____ PROVIDED TEXT

Kevin Warsh, handpicked by U.S. President Trump to succeed Fed Chair Powell, is brewing a series of ambitious reform plans: institutional transformation, lower policy rates, a new approach to tackling inflation, a significantly reduced balance sheet, an independent Federal Reserve, a more focused mandate, enhanced coordination with the U.S. Treasury, and a reduction in the "cacophony" from the Fed's 19 policymakers.

As San Francisco Fed President Daly said last Friday, "He will certainly come in with his own set of ideas and a blueprint. But ultimately, the actual path of the economy will determine what we really need to address, and that is the path every Fed chair, every policymaker, and all staff have walked."

At Tuesday's confirmation hearing for Warsh, lawmakers are sure to bombard him with questions about these reform proposals.

The following are excerpts from his previous remarks on these topics:

Institutional Transformation

On July 17, 2025, in an interview with CNBC, Warsh said, "The overall operation of monetary policy has been broken for quite some time. The central bank standing there today is fundamentally different from the one I joined in 2006."

________

### REQUESTS
#1 Which reform plans does the Warsh text say Kevin Warsh is brewing? List every one.
#2 Could you reproduce the passage of the Warsh text starting with "Kevin Warsh, handpicked" and going on through "these reform proposals."?

____ EXTRACTED RECORDS

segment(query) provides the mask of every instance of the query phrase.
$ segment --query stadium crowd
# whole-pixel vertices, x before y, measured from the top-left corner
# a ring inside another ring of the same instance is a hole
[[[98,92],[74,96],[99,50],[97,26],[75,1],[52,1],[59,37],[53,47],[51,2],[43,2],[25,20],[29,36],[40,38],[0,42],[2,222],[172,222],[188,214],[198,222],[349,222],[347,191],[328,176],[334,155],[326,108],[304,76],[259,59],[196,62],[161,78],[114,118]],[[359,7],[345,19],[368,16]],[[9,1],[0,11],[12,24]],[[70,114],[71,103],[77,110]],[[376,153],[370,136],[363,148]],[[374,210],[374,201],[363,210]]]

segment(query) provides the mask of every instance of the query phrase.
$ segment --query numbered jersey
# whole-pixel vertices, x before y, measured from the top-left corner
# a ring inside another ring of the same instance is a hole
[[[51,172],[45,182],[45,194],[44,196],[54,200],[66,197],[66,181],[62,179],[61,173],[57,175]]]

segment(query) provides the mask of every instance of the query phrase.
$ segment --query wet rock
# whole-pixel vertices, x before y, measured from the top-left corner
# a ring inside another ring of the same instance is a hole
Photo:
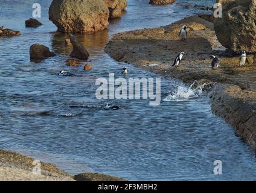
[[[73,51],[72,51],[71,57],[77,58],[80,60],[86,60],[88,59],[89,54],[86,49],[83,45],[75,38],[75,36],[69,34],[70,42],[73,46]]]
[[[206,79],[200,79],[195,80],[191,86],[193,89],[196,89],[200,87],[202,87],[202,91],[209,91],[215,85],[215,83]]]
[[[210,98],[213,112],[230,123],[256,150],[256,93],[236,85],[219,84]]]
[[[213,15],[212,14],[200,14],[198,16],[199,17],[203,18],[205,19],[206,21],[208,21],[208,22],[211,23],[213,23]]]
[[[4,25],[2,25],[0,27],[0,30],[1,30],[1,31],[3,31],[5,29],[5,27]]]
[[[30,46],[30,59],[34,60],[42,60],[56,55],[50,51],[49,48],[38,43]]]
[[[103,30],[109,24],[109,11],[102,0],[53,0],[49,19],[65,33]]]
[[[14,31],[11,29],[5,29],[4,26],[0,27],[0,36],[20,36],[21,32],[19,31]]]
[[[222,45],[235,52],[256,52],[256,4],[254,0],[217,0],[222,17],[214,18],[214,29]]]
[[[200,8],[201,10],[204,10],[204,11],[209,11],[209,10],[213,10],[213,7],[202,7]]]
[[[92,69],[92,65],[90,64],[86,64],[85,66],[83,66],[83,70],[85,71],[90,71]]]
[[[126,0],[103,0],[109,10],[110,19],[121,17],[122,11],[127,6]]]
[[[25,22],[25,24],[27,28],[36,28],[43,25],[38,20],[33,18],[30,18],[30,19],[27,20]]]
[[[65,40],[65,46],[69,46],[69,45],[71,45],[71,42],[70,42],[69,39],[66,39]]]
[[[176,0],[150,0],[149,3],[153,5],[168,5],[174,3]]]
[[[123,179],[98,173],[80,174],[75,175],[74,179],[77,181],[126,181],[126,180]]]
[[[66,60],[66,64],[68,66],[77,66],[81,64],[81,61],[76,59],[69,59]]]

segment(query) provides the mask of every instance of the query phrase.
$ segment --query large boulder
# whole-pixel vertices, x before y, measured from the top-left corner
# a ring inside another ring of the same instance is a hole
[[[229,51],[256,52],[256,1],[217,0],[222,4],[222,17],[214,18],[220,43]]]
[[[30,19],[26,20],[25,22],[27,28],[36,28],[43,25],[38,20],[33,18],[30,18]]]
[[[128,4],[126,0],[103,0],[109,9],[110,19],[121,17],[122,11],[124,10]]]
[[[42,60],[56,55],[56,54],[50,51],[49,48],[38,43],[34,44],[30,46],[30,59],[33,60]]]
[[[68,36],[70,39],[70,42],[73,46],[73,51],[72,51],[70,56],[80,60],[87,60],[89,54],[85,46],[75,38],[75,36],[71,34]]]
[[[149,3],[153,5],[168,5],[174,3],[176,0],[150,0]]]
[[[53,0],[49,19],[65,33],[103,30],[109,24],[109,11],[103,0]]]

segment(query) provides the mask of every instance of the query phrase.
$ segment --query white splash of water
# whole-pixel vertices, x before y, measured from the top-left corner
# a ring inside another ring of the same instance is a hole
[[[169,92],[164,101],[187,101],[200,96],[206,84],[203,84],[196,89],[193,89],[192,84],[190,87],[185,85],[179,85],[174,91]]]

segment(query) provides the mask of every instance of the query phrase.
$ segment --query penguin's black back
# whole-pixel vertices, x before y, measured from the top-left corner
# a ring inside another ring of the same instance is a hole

________
____ EXTRACTED RECORDS

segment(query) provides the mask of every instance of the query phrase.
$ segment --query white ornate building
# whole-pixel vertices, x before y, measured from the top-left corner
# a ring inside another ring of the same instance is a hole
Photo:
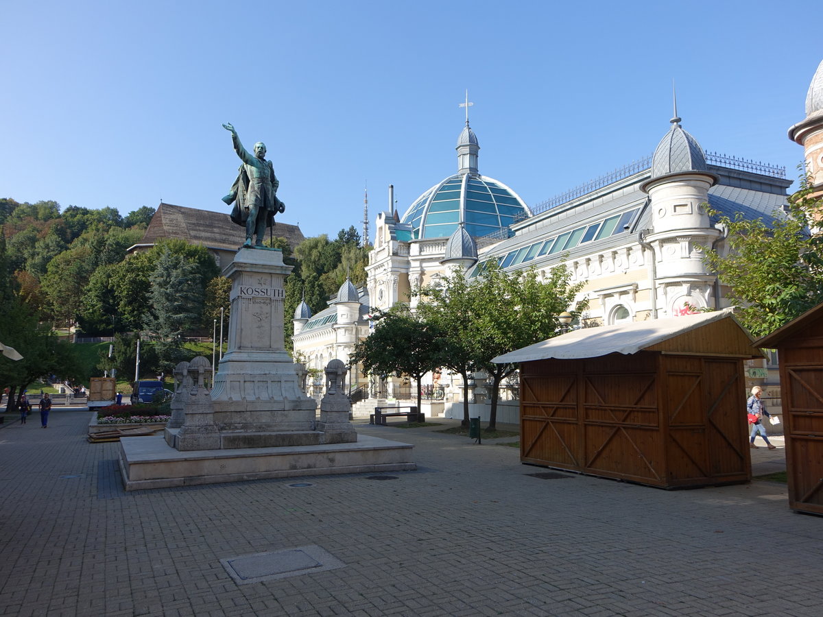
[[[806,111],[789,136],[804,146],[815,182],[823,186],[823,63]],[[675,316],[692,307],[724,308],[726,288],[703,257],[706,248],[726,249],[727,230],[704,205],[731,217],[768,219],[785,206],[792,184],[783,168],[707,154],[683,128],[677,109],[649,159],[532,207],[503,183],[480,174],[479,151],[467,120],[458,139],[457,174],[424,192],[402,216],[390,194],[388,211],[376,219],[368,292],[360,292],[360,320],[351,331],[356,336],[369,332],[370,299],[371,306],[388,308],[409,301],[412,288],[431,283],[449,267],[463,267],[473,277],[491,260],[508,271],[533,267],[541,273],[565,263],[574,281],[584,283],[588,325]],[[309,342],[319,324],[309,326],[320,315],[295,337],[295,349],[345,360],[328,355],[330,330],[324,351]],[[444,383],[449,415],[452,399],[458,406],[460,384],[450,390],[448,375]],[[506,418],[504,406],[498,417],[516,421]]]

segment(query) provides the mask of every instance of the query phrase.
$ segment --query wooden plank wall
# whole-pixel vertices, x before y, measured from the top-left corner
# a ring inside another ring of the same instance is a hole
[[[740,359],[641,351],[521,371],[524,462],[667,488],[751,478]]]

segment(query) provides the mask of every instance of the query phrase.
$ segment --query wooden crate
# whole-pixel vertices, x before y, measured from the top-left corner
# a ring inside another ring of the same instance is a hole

________

### TASK-BY-TASK RESULTS
#1
1. Institutional transformation
2. Lower policy rates
3. A new approach to tackling inflation
4. A significantly reduced balance sheet
5. An independent Federal Reserve
6. A more focused mandate
7. Enhanced coordination with the U.S. Treasury
8. A reduction in the "cacophony" from the Fed's 19 policymakers

#2
Kevin Warsh, handpicked by U.S. President Trump to succeed Fed Chair Powell, is brewing a series of ambitious reform plans: institutional transformation, lower policy rates, a new approach to tackling inflation, a significantly reduced balance sheet, an independent Federal Reserve, a more focused mandate, enhanced coordination with the U.S. Treasury, and a reduction in the "cacophony" from the Fed's 19 policymakers.

As San Francisco Fed President Daly said last Friday, "He will certainly come in with his own set of ideas and a blueprint. But ultimately, the actual path of the economy will determine what we really need to address, and that is the path every Fed chair, every policymaker, and all staff have walked."

At Tuesday's confirmation hearing for Warsh, lawmakers are sure to bombard him with questions about these reform proposals.